● **PROBLEMS TO SOLVE**
1 – In the cloud misconfiguration passage, why does the recommended fix for public storage call for account-level and subscription-level public access blocks? Answer in one to three sentences.
2 – Resume the cloud misconfiguration passage after its final sentence, keeping its structure and tone.

Start of READING PASSAGE

That is also why compliance checks keep missing these paths. A configuration scanner evaluates each resource against a rule and each finding gets a severity in isolation. Attack paths do not respect that model. Below are the six misconfiguration families we keep proving in production cloud environments, why each one matters on a real route, and how to verify the fix actually closed it.

The six families, in the order we find them

1. Over-privileged identities and roles

The most common finding in any cloud environment we test: identities — human and workload alike — that can do far more than their job requires. Broad managed policies attached "to make it work", Contributor granted at subscription scope instead of resource scope, and roles that can quietly escalate themselves: permission to pass a more privileged role to a new compute instance, to attach policies to their own identity, or to run commands on machines that hold better credentials. In the cloud, the ability to grant privilege is privilege.

Fix: derive least privilege from what each identity has actually used, not from what someone guessed it might need — both major platforms will tell you which permissions have been exercised. Separate human identities from workload identities, and treat any permission that can modify identity or pass roles as an administrative right, reviewed with the same rigour as an admin account.

2. Public storage and snapshot exposure

The famous case is the object storage bucket opened to the world "temporarily" for a launch or a vendor handoff. The quieter cases hurt more: machine images and disk snapshots shared publicly or account-wide, database exports parked in a bucket with a permissive policy, and pre-signed or shared-access URLs that never expire. What matters is not the storage itself but what teams put in it — configuration files, connection strings, and credentials that become the first hop of a longer route.

Fix: turn on account-level and subscription-level public access blocks so a single mistaken bucket policy cannot override the default. Inventory every snapshot and image shared outside the account, and put expiry dates on every shared link. Treat anything that was ever public as disclosed: rotate the credentials it contained rather than hoping nobody looked.

End of READING PASSAGE
Start of DATA RECORDS

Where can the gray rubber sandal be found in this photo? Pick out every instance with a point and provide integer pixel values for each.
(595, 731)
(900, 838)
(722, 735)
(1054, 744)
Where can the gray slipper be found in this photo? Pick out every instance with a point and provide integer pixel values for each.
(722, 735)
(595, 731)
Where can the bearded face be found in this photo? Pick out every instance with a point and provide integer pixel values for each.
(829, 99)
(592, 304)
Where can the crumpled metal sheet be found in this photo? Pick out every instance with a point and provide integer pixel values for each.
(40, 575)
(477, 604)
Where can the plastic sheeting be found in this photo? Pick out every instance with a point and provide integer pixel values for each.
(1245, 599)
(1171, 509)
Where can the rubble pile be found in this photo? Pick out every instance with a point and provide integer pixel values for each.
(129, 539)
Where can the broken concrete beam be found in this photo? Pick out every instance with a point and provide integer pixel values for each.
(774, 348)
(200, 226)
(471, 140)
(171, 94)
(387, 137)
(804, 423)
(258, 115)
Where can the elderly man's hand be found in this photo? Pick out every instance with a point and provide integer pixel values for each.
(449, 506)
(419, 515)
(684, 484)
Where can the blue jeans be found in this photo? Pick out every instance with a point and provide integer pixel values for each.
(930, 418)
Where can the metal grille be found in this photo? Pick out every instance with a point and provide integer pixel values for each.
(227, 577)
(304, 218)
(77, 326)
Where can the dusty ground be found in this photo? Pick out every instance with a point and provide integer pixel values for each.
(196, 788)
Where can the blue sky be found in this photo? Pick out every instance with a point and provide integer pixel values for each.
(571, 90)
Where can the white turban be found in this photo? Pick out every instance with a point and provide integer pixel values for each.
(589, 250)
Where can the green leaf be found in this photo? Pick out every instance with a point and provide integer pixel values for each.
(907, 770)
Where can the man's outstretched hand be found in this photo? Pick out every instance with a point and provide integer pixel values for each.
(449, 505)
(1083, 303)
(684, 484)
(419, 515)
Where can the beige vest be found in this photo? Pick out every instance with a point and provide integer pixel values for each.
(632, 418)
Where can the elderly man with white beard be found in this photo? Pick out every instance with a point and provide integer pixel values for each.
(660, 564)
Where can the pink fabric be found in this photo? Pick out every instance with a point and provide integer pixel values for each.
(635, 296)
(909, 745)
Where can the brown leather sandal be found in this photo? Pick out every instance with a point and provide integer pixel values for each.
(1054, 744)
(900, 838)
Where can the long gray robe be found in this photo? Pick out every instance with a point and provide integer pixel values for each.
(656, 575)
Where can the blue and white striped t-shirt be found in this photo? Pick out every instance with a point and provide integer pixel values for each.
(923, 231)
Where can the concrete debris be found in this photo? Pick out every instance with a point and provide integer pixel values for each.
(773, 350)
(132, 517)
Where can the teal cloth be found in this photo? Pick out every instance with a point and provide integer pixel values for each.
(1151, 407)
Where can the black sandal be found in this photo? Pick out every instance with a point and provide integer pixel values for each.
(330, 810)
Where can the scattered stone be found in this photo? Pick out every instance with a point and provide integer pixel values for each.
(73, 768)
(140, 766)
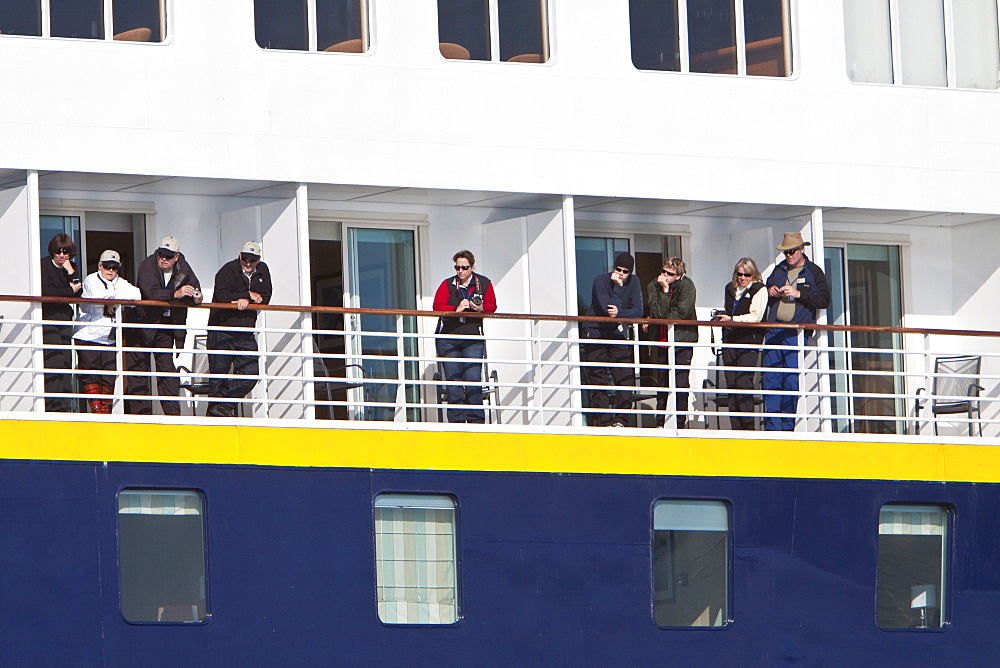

End of DATA RECORDS

● **OUTPUTS BY TASK**
1 – The passage recommends these blocks so that a single mistaken bucket policy cannot override the default. One misconfigured bucket therefore cannot expose data by itself.

2 –
3. Permissive security groups and forgotten public endpoints

Rules that allow the whole internet to reach management ports, databases exposed by a rule written during an incident and never removed, and endpoints nobody remembers creating: the proof-of-concept virtual machine from last year, the orphaned load balancer still forwarding to an old service, the DNS record pointing at an address the team released months ago. Your cloud perimeter is not what the architecture diagram says — it is the sum of every rule and record anyone ever created.

Fix: build your inventory from the internet inward, not from the console outward — enumerate what actually answers on your ranges and domains, then reconcile it against what should. Default-deny on network rules, no management protocols exposed publicly, and a bias toward deletion: an endpoint with no owner should be removed, not merely restricted.

4. Secrets in code and CI

Long-lived access keys committed to repositories, echoed into pipeline logs, baked into container images, and written into infrastructure-as-code state files. Once a static credential exists, it spreads to every laptop that clones the repo and every system that stores a build artefact — and it stays valid until someone rotates it. The pipeline itself is the other half of the problem: CI runners typically hold deployment credentials, which makes the build system one of the most privileged identities in the estate and one of the least protected.

Fix: replace static keys with short-lived credentials — workload identity federation on AWS, managed identities on Azure — so there is nothing durable to leak. Run secret scanning across repositories, images, and pipeline logs, and treat any credential that ever appeared in history as compromised: deleting the commit does not delete the exposure. Rotate first, then clean up.

5. Cross-account trust sprawl

Cloud estates grow by trusting: role-assumption granted to a vendor for an integration, a dev account allowed to deploy into prod, guest identities invited into a tenant, service principals consented to years ago by someone who has since left. Each trust was reasonable when created. Collectively they mean the security of your strongest account is bounded by the security of the weakest account that can reach it — and in most environments, nobody can produce the full list of who that is.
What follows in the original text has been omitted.